**Exercise brief:** Rewrite only the lines starting with the one containing "Where can you find the belt" and going on through the end of the records, requests included. Move every point by adding -31 to each of its coordinates.

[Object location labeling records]
---+---
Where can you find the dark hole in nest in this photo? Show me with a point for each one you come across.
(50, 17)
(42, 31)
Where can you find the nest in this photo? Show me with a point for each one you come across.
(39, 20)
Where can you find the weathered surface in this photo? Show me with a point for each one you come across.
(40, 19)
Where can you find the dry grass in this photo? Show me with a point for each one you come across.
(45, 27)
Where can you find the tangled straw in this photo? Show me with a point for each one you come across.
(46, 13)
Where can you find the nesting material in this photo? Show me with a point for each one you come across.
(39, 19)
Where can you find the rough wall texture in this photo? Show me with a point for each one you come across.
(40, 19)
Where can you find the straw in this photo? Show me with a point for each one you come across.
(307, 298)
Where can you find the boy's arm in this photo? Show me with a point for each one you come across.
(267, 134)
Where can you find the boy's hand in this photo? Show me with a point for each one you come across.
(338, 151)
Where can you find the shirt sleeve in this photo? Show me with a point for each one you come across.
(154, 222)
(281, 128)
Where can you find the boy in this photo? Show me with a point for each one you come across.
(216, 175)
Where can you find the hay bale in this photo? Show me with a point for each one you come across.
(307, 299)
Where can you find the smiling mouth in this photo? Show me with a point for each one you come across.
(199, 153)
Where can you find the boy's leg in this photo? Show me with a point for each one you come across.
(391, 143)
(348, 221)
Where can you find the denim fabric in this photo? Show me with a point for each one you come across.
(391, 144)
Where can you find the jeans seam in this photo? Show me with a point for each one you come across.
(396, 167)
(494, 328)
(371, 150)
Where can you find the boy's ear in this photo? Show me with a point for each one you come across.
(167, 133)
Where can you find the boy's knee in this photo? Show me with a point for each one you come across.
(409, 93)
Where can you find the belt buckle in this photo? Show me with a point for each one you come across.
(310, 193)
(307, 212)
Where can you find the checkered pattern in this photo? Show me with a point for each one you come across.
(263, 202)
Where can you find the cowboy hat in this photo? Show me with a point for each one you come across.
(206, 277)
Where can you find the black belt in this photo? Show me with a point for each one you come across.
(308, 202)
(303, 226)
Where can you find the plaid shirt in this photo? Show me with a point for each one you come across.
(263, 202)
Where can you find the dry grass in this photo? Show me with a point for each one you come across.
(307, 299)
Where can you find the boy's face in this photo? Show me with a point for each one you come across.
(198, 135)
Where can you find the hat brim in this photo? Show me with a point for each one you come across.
---+---
**Answer to this problem:**
Where can you find the belt buckle in this photo? Show me with a point for each one you come across.
(279, 162)
(276, 181)
Where can you find the checkered pattern in this photo? Show me with a point for each one you come across.
(232, 171)
Where can you find the cowboy hat in this photo? Show me with a point for each one you come across.
(175, 246)
Where can you find the black belt in this photo? Show me with a point for each one you come across.
(277, 171)
(272, 195)
Where can you find the plaid shirt in this photo? Show me with a point for each one you come across.
(232, 171)
Where can you find the dry grass in this photo? Show me with a point for each one you come across.
(276, 268)
Where can you find the boy's face in this photo? Show me with a point for each one you come across.
(167, 104)
Where can you find the hat brim in this photo? Show me with a point for each one you come across.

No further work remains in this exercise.